Location identification entries:
▬▬▬▬▬▬▬▬▬▬

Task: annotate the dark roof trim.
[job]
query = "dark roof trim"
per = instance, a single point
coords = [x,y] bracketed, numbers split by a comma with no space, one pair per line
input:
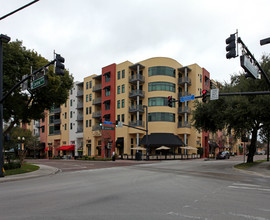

▬▬▬▬▬▬▬▬▬▬

-- Instructions to follow --
Put every line from all the entries above into a numbered list, skipping blank lines. Leave the pictures out of the list.

-- The output --
1. Task: annotate the dark roof trim.
2. [job]
3. query = "dark roof trim"
4. per = instance, a single point
5. coords = [x,y] bracketed, numbers split by a comma with no space, one pair per line
6. input:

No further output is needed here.